Update the lines below from the one containing "detect man's face | output bbox" down to the one containing "[367,70,385,92]", replacing "bare tree" with "leafless tree" and leaving everything else unchanged. Return only those lines.

Records from a collection:
►

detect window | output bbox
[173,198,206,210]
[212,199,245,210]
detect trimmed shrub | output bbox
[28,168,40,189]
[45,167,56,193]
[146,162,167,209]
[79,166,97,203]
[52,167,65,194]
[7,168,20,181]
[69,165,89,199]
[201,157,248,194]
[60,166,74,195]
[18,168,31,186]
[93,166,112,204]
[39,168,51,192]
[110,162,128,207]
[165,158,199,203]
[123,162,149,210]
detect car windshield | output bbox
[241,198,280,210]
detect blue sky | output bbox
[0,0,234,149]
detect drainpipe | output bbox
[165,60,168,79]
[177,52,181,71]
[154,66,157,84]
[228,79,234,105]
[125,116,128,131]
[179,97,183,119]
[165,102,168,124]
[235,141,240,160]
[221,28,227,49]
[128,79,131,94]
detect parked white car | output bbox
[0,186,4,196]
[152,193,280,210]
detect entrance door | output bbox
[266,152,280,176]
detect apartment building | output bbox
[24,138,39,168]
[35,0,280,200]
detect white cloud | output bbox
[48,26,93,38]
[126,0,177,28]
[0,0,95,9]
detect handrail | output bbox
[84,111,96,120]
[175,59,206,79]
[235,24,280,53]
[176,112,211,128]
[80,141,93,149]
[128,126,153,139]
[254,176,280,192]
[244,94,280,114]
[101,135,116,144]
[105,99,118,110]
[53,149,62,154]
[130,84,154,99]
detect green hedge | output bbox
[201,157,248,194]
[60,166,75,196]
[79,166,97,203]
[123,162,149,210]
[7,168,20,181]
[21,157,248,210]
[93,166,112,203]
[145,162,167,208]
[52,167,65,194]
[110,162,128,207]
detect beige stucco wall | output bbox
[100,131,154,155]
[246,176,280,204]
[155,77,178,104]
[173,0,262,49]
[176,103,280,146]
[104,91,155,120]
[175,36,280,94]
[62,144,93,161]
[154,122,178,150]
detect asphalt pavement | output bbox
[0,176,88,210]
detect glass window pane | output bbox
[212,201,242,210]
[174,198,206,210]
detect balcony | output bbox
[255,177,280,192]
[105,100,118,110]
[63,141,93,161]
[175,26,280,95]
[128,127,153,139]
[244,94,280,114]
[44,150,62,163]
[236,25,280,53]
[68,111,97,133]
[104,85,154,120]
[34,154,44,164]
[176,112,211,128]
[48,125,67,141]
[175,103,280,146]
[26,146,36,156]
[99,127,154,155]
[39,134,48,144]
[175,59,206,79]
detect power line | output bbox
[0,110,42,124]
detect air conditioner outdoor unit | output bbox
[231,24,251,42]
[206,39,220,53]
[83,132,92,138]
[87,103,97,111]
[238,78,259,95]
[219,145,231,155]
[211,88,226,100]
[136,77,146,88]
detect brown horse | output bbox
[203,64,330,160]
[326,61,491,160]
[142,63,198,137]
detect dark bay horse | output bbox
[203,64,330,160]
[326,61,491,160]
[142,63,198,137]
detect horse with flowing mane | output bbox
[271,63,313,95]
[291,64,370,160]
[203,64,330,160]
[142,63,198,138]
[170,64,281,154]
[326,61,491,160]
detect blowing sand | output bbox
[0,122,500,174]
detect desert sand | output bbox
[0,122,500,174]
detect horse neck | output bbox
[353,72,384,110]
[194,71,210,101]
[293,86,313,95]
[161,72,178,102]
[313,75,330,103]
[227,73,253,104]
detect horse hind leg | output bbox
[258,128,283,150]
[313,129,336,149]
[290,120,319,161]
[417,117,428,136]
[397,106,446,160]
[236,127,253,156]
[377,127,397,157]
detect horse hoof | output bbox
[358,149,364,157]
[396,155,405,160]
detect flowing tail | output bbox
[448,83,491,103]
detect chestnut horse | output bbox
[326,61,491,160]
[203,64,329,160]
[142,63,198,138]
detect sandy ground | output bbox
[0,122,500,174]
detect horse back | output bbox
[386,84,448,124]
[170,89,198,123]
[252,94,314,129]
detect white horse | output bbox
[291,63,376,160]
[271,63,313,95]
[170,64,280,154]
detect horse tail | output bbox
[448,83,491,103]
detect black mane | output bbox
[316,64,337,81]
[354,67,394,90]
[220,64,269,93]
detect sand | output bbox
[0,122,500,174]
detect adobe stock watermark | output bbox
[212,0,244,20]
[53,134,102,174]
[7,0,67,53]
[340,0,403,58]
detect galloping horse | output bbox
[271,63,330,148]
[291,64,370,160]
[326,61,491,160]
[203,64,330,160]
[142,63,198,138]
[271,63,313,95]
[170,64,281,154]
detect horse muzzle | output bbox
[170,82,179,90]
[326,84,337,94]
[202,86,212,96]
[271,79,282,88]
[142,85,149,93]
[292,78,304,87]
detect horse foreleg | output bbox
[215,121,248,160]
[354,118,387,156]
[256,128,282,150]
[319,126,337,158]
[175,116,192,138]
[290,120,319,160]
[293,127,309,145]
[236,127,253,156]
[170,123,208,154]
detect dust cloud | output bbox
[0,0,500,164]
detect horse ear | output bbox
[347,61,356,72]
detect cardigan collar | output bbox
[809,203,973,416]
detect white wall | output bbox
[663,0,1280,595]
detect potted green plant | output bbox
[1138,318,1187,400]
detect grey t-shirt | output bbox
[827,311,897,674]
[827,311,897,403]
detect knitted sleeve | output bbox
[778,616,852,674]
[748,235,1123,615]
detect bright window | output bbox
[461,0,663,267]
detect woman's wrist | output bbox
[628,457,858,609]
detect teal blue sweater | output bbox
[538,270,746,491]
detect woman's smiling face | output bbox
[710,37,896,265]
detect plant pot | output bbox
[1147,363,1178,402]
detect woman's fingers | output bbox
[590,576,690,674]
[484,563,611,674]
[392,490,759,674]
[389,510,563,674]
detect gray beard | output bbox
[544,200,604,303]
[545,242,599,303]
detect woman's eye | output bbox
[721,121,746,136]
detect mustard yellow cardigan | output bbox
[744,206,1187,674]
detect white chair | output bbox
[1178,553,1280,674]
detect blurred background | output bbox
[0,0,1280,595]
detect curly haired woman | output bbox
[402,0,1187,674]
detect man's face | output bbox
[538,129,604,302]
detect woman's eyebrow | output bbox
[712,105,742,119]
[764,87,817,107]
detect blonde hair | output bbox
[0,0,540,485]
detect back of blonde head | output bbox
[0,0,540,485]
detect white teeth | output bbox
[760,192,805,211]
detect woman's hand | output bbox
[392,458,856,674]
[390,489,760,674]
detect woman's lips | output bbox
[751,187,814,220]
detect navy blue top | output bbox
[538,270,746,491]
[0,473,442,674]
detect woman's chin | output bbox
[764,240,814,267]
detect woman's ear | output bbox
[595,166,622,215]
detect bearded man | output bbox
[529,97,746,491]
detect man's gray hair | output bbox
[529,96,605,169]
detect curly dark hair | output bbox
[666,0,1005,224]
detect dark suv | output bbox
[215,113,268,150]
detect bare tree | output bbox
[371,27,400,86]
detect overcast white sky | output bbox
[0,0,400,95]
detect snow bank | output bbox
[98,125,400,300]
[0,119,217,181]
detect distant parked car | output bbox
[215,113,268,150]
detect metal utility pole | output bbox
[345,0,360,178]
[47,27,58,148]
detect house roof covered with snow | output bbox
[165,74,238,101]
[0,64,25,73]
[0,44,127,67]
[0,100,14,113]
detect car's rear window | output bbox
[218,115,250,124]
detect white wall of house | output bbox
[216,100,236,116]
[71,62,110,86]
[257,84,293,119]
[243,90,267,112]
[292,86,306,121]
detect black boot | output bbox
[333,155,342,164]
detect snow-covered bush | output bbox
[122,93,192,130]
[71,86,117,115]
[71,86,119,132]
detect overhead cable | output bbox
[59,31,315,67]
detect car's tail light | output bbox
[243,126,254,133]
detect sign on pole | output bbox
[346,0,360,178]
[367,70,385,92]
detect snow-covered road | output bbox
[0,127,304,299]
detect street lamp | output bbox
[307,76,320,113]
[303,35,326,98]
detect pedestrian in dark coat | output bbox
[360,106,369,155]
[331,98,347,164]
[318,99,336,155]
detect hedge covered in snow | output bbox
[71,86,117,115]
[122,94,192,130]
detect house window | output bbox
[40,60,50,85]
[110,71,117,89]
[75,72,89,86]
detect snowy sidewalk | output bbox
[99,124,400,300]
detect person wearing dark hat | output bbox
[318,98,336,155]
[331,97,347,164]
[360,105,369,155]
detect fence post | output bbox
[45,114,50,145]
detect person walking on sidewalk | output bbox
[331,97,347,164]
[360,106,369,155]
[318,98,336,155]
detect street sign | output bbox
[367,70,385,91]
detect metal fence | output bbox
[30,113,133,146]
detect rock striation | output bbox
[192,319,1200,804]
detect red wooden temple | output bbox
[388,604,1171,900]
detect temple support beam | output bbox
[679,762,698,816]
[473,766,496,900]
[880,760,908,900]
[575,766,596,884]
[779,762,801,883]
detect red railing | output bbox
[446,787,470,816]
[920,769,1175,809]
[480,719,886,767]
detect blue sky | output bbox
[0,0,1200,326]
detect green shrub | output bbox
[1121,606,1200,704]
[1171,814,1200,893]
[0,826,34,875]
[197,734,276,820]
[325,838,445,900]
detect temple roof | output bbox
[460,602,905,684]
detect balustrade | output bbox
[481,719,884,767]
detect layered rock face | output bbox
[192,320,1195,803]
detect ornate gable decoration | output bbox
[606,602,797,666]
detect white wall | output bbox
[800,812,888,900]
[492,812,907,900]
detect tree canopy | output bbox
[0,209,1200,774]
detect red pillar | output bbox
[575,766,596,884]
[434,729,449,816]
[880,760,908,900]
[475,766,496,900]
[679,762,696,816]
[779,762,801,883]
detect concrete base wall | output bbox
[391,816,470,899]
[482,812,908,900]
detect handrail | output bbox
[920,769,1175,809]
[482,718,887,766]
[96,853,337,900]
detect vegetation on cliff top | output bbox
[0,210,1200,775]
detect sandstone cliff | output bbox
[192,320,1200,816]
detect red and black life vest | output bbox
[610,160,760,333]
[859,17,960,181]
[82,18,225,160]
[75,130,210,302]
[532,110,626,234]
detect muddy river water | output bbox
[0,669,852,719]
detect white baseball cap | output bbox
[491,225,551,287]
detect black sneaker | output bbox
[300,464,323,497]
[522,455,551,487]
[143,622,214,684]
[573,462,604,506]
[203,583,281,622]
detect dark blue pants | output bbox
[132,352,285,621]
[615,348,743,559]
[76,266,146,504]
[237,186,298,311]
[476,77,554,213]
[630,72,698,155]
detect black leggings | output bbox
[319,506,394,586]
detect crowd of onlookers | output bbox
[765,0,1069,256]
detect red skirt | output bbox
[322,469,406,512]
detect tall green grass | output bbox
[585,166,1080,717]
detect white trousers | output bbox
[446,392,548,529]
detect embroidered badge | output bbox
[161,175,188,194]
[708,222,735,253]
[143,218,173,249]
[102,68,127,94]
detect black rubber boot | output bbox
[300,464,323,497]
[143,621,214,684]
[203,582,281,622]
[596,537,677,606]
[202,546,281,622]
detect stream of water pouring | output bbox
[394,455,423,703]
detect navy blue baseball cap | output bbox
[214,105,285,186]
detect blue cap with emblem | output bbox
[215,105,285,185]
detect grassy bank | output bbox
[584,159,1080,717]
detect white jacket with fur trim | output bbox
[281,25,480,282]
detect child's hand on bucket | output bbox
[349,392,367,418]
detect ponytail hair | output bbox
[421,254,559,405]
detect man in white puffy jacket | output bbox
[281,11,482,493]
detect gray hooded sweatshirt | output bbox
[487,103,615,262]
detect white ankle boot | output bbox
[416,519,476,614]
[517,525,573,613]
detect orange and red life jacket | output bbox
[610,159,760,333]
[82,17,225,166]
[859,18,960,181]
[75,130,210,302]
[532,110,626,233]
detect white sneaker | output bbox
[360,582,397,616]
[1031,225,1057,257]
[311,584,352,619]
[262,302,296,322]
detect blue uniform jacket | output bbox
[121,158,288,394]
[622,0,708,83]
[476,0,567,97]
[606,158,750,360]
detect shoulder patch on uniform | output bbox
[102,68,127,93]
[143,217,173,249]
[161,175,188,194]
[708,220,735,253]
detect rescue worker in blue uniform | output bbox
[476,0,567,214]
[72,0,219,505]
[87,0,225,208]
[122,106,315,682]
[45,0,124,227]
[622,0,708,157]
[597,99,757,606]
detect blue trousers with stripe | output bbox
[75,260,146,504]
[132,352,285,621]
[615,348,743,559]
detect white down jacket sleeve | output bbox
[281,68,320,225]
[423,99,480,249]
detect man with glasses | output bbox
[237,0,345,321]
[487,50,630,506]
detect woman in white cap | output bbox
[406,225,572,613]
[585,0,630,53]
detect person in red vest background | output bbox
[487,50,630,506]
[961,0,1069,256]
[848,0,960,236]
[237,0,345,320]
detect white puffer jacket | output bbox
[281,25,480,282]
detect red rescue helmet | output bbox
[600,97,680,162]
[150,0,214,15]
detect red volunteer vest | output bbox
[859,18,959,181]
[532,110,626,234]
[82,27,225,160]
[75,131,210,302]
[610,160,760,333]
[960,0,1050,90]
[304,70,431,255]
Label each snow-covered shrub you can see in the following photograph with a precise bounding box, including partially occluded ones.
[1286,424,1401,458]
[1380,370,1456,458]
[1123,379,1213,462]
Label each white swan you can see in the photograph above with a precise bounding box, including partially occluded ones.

◄

- _Answer to the problem_:
detect man's face | output bbox
[538,129,604,302]
detect woman's eyebrow | output bbox
[712,105,742,119]
[764,87,817,107]
detect blonde hair | output bbox
[0,0,540,485]
detect back of blonde head | output bbox
[0,0,540,485]
detect white teeth | output bbox
[760,192,805,211]
detect woman's hand | output bbox
[392,458,856,674]
[390,489,760,674]
detect woman's lips | output bbox
[751,187,814,220]
detect navy blue top | output bbox
[538,270,746,491]
[0,473,442,674]
detect woman's chin | output bbox
[764,240,814,267]
detect woman's ear | output bbox
[595,166,622,215]
detect bearded man | output bbox
[529,97,746,491]
detect man's gray hair | output bbox
[529,96,605,169]
detect curly dark hair | output bbox
[666,0,1005,224]
detect dark suv | output bbox
[215,113,268,150]
detect leafless tree | output bbox
[371,27,400,86]
detect overcast white sky | output bbox
[0,0,400,95]
detect snow bank | output bbox
[98,125,400,300]
[0,119,217,181]
detect distant parked car | output bbox
[215,113,268,150]
detect metal utility pole | output bbox
[345,0,360,178]
[47,27,58,148]
detect house roof covered with snow | output bbox
[165,74,238,101]
[0,64,25,73]
[0,44,127,67]
[0,100,14,113]
detect car's rear window | output bbox
[218,115,250,124]
detect white wall of house | output bbox
[216,100,236,116]
[71,62,110,86]
[257,84,293,119]
[243,90,267,112]
[292,86,306,121]
detect black boot | output bbox
[333,155,342,164]
detect snow-covered bush | output bbox
[122,93,192,130]
[71,86,117,115]
[71,86,119,132]
detect overhead cable | output bbox
[59,31,315,67]
detect car's tail light | output bbox
[243,126,254,133]
detect sign on pole | output bbox
[346,0,360,178]
[367,70,385,92]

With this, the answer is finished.